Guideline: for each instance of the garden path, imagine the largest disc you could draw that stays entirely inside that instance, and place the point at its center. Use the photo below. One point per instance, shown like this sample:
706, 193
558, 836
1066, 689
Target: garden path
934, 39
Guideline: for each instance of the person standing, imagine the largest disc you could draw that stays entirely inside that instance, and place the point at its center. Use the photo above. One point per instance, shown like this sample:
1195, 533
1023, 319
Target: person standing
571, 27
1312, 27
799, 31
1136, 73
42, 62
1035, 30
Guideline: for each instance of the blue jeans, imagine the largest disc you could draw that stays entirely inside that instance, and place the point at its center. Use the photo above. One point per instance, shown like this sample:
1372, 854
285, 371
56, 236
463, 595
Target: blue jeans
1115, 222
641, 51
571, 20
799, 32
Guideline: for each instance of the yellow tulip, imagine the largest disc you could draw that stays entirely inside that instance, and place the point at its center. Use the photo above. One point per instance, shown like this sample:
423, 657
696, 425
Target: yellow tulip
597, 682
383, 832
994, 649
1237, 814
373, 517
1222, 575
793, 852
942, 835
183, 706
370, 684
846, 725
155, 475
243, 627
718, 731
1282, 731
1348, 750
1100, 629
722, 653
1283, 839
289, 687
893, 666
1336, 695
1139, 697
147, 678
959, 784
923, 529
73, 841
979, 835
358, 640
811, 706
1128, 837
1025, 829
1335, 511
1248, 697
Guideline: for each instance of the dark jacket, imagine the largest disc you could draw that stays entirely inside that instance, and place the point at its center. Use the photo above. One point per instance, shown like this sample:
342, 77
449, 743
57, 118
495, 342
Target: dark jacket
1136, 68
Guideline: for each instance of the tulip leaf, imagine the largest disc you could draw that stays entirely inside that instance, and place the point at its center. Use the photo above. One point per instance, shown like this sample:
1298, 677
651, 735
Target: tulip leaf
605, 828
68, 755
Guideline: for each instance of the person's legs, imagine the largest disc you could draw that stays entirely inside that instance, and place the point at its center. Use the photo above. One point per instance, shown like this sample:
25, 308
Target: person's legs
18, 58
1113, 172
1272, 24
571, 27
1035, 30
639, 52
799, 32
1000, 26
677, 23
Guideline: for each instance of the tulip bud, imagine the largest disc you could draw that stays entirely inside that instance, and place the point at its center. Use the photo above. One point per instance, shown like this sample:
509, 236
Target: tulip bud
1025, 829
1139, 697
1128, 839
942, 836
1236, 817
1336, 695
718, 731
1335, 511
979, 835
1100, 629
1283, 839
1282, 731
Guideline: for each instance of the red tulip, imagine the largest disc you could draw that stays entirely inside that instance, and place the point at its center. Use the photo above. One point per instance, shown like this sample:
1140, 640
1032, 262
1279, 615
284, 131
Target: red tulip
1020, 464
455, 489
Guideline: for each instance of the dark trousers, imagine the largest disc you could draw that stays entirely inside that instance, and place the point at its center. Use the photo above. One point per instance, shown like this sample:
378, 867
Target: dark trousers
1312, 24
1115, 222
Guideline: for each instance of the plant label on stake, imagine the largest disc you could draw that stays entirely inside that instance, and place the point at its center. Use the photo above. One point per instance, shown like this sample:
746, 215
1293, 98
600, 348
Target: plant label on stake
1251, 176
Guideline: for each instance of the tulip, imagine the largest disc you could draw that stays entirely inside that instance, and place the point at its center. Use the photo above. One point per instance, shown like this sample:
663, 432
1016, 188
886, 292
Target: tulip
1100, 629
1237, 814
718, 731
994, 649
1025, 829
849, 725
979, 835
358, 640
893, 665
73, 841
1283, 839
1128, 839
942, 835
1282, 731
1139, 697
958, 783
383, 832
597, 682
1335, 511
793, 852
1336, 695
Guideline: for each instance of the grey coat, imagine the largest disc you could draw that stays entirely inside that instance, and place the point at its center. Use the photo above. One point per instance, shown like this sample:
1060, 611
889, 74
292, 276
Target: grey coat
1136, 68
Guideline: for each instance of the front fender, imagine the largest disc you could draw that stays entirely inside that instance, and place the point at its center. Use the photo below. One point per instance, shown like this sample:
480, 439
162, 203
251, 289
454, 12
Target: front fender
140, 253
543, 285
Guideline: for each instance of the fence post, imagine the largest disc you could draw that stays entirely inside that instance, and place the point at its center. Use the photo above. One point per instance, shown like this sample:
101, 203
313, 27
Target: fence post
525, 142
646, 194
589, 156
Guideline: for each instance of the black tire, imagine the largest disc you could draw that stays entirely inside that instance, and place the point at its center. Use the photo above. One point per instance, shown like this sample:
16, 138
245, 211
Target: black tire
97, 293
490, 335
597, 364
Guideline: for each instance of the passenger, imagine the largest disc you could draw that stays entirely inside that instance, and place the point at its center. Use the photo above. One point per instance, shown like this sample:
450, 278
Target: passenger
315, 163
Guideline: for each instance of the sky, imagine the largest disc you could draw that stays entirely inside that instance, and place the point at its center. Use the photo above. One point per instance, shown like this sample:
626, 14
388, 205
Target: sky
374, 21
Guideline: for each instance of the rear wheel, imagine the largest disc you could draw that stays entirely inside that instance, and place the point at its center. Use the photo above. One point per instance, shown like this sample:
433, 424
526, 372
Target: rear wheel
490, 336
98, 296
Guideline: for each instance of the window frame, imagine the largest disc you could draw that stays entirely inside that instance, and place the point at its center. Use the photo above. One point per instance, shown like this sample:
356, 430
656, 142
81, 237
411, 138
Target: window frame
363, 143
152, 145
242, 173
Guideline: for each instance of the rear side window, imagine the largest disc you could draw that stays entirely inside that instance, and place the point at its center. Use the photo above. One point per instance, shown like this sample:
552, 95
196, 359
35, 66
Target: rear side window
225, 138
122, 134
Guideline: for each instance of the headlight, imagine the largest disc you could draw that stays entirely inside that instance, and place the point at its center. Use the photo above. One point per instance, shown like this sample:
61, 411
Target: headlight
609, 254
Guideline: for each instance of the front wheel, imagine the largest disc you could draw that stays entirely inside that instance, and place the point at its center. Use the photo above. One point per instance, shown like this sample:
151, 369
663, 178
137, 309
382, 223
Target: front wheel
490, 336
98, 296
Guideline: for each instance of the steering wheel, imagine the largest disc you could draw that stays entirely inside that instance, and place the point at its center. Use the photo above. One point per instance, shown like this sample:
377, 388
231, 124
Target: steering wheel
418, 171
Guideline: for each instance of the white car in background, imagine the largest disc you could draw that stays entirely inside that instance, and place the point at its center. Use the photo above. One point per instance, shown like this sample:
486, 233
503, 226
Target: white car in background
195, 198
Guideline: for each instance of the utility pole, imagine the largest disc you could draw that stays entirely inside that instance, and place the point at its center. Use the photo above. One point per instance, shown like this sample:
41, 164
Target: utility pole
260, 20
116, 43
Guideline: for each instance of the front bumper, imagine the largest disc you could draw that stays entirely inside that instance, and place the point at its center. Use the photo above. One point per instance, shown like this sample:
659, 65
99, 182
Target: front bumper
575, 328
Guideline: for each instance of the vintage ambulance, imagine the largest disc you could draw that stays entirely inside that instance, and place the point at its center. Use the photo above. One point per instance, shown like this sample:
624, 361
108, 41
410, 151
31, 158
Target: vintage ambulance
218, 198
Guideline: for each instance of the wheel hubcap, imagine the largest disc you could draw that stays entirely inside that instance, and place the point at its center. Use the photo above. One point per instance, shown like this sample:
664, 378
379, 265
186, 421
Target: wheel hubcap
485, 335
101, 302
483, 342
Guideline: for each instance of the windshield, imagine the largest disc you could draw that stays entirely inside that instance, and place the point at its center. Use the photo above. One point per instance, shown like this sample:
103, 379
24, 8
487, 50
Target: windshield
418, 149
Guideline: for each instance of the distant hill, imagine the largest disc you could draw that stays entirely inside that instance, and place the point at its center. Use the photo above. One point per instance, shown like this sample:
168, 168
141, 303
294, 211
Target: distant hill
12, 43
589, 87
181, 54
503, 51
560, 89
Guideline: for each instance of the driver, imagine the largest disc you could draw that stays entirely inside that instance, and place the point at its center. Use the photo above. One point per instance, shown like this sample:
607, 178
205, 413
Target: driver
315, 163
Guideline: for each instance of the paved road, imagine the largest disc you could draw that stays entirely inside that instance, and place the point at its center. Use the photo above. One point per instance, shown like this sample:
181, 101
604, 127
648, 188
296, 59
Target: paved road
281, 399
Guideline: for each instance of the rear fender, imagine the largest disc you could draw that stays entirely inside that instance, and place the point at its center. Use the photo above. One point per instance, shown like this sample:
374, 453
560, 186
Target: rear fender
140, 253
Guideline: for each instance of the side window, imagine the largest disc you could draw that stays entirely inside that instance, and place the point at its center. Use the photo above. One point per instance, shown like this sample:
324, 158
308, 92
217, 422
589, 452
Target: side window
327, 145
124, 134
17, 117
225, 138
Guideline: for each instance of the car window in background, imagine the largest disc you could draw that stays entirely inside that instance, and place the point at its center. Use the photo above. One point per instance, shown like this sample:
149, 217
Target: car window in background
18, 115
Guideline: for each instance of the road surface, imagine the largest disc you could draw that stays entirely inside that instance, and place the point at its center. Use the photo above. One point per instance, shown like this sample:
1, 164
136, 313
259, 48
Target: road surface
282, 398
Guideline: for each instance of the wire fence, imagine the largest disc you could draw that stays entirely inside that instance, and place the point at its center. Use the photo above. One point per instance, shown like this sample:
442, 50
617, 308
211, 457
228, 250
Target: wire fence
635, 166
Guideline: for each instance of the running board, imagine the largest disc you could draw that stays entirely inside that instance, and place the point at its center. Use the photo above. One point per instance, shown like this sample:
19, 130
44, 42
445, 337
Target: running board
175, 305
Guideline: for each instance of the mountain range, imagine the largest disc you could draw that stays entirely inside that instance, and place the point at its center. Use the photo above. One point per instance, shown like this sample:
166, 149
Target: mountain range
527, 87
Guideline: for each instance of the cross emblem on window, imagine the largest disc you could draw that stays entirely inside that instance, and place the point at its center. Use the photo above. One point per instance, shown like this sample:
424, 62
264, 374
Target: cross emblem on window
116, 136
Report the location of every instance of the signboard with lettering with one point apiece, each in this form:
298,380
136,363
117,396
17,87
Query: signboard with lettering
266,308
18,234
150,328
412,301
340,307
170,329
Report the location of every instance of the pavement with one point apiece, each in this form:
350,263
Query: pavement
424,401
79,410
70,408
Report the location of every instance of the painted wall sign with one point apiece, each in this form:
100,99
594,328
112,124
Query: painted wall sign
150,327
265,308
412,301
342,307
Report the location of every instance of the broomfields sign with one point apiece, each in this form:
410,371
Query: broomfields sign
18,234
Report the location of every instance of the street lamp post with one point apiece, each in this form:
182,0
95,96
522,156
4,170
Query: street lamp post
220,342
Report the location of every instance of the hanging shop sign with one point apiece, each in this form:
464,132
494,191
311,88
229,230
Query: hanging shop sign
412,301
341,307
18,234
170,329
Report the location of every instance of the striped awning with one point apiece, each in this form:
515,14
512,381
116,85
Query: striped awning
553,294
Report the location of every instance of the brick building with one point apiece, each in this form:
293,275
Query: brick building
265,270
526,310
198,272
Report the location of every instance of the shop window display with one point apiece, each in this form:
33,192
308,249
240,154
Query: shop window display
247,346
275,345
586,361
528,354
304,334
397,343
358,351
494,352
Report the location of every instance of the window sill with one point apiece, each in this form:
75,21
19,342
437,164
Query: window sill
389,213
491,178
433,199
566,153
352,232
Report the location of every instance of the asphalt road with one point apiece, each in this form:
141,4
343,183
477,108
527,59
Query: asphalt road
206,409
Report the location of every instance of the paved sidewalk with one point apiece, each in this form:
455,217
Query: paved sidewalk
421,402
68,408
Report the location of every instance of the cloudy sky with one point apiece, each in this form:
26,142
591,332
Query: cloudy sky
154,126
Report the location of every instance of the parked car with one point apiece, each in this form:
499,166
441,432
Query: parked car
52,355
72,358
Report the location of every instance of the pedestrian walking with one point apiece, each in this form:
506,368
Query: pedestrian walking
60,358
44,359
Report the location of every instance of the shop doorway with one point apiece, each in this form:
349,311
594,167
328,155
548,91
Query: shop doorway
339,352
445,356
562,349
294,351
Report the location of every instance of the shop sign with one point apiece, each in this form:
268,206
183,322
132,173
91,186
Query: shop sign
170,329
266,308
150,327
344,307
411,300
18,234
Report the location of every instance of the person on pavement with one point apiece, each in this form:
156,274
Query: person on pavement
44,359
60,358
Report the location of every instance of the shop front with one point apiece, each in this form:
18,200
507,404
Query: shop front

Goal of the exercise:
From the records above, pull out every line containing the word "below".

Written solution:
Guideline: for each instance of the garden path, imagine the largest disc you could draw that stays entirely inside that instance, and place the point at its center. Use the photo below. One point per instance, shown like this sample:
Guideline: for each instance of the front fender, imagine the largest disc you could draw that stays entirely inside that instance, and place the point at its center. Use the photo below. One point per instance, shown like this sample:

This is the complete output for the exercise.